[Excerpts of location labeling data]
■ ■ ■ ■ ■

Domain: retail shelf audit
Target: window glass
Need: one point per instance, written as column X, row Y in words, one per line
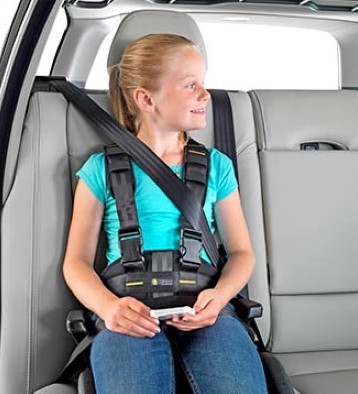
column 246, row 56
column 6, row 16
column 52, row 43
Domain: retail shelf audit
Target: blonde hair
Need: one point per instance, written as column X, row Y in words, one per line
column 143, row 64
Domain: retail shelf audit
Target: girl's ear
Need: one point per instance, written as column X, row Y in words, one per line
column 143, row 99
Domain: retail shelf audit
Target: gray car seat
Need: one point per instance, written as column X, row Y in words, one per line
column 307, row 156
column 55, row 142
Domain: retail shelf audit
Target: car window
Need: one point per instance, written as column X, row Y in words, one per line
column 52, row 43
column 259, row 57
column 6, row 16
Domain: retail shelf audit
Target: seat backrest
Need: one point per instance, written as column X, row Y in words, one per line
column 55, row 142
column 308, row 156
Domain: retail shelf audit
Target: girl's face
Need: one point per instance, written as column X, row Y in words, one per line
column 181, row 100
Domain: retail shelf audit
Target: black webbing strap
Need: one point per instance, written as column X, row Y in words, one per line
column 121, row 184
column 224, row 134
column 176, row 190
column 195, row 174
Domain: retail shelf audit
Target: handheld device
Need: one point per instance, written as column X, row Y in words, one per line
column 169, row 313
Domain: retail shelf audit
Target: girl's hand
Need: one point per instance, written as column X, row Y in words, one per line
column 127, row 315
column 207, row 307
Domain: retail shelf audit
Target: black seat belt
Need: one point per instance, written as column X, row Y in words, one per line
column 176, row 190
column 224, row 132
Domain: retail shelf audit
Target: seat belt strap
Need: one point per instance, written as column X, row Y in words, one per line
column 176, row 190
column 121, row 184
column 195, row 174
column 224, row 132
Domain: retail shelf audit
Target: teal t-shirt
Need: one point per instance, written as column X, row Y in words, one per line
column 159, row 219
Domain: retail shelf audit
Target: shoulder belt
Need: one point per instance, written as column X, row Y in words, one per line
column 121, row 183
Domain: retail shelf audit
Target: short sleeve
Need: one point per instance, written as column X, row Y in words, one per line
column 93, row 173
column 225, row 181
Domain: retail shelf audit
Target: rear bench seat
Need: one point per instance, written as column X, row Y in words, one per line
column 310, row 215
column 55, row 143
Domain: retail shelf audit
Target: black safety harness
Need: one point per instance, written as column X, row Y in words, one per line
column 159, row 278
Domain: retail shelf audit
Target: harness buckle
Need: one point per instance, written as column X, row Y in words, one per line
column 190, row 247
column 131, row 244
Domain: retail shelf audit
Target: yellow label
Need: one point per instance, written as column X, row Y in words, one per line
column 135, row 283
column 187, row 281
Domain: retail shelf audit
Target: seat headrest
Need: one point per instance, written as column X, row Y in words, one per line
column 140, row 23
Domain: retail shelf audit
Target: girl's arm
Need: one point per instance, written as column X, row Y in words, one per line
column 236, row 272
column 126, row 315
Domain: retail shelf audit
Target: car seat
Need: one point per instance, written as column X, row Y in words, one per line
column 304, row 233
column 55, row 142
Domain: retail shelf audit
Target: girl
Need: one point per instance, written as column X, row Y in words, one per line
column 157, row 92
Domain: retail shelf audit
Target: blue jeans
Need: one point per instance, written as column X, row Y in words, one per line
column 217, row 359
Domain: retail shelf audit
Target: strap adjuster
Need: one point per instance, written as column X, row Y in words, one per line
column 131, row 244
column 190, row 247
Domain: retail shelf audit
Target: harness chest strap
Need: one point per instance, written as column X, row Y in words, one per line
column 121, row 182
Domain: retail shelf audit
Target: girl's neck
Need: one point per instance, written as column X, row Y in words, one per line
column 167, row 146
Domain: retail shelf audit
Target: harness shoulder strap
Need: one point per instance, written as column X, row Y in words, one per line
column 122, row 184
column 195, row 174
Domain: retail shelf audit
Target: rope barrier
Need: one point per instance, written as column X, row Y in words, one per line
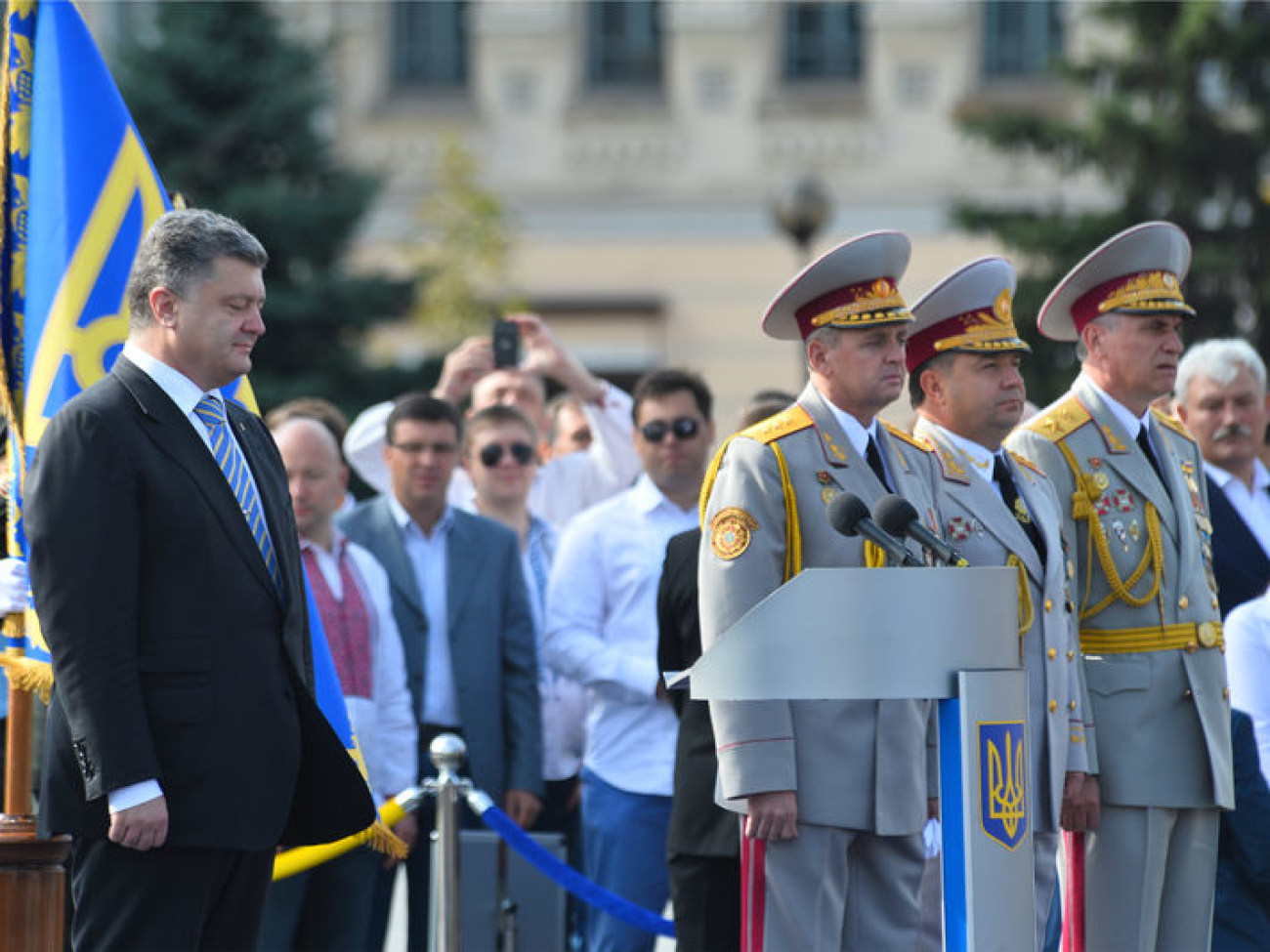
column 564, row 875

■ ■ ■ ■ ■

# [Exercise]
Omit the pictures, then quote the rest of the material above exactly.

# [Answer in full]
Domain: retail shelf audit
Target: window glass
Need: one point per instance, written as column X, row Y in words, one per line
column 246, row 56
column 6, row 16
column 52, row 43
Domain: retail shelf audit
Target: blonde hair
Need: one point per instance, written as column X, row Y in words, one per line
column 143, row 64
Domain: retail shelf audit
Target: girl's ear
Need: one point per instance, written as column X, row Y in words, one per line
column 143, row 99
Domain: retail shelf audit
Target: gray car seat
Need: one point per instance, written as column X, row Y in words, one per line
column 307, row 156
column 55, row 142
Domain: retail shelf audit
Target: car window
Need: one point per instance, written as column X, row Y in words, one per line
column 52, row 43
column 259, row 57
column 6, row 16
Domain: retail shelf audit
Target: seat backrest
Need: one point per instance, written as column X, row Y in words, one per line
column 55, row 142
column 308, row 156
Domain: retail shelf audit
Target: girl's face
Need: one point per instance, written as column X, row Y in words, one per line
column 181, row 100
Domain: retail shelf audit
Target: black webbing strap
Need: one point per instance, written as column X, row Y in words, one per line
column 121, row 184
column 224, row 134
column 176, row 190
column 195, row 174
Domain: retail shelf audit
Target: handheld device
Need: one point per instance, written as column X, row Y in words, one per line
column 169, row 313
Domain: retail shelf audit
Target: girl's hand
Need: one point per instance, written as column X, row Y in words, one per line
column 127, row 315
column 207, row 307
Domain: retail shelf audit
Target: black seat belt
Need: one point per instance, written as column X, row Y in words, one per line
column 176, row 190
column 224, row 132
Domain: retail shelf audit
Target: seat belt strap
Need: one point per instance, written as column X, row Y in words, one per line
column 176, row 190
column 121, row 184
column 195, row 174
column 224, row 132
Domain: retail shelf audit
Target: teal t-shirt
Need: one point per instance, written as column X, row Y in words, one per line
column 159, row 219
Domain: retail shelf audit
Target: shoulder belt
Need: one point per instance, written as column X, row Y in words, one per line
column 121, row 183
Domain: retail shelf audit
Target: short sleeve
Need: one point per instance, written as column X, row Y in words, one per line
column 93, row 173
column 225, row 181
Domain: retail shelf audit
Target: rear bench seat
Need: one point per instance, written as column X, row Y in words, one per line
column 310, row 215
column 55, row 143
Domain: retail shelf audit
Target: black safety harness
Need: one point per instance, written as column X, row Y in words, one per line
column 159, row 278
Domain: retail shelf audit
Target: harness buckle
Need: one point per instance, written as column X, row Y in words, one per line
column 190, row 247
column 131, row 244
Domain: retail shelf audit
Target: yellow label
Need: one point per instance, written as column X, row Y in words, one per line
column 135, row 283
column 187, row 281
Domain: retail shelf audit
Target: seat headrest
Need: one point per instance, written as column X, row Y in words, one per line
column 140, row 23
Domain: retail shelf audit
Target: girl's arm
Need: one point per instance, written as column X, row Y in words, one per line
column 236, row 272
column 126, row 315
Domain: retail shelf audit
Target: car seat
Need: one point per instance, written as column X, row Y in words, one per line
column 304, row 233
column 55, row 142
Domain: retail shelf audit
Target: girl
Need: one point per instance, written as column X, row Y in words, one per line
column 157, row 92
Domain: retail shelf audit
Target: blue jeans
Need: one point per instance, written as column X, row Y in words, one per line
column 217, row 359
Domain: retail shelf audit
Target: strap adjuster
Need: one point per instance, written as column X, row Y in words, one per line
column 131, row 244
column 190, row 247
Domain: retail shelf audit
Target: harness chest strap
Need: one point per instance, written as column X, row Y in words, one per line
column 121, row 182
Domain: retail shelf audit
Target: girl's neck
Need: one point per instance, written as column X, row Y in words, one per line
column 167, row 146
Domain: retail shelf audit
Target: harness shoulder strap
Need: one point per instance, written as column X, row Y in words, one per line
column 122, row 184
column 195, row 174
Domain: retail shelf audit
Target: rope barrier
Need: one point per instance, written as column X, row Y in words, one per line
column 564, row 875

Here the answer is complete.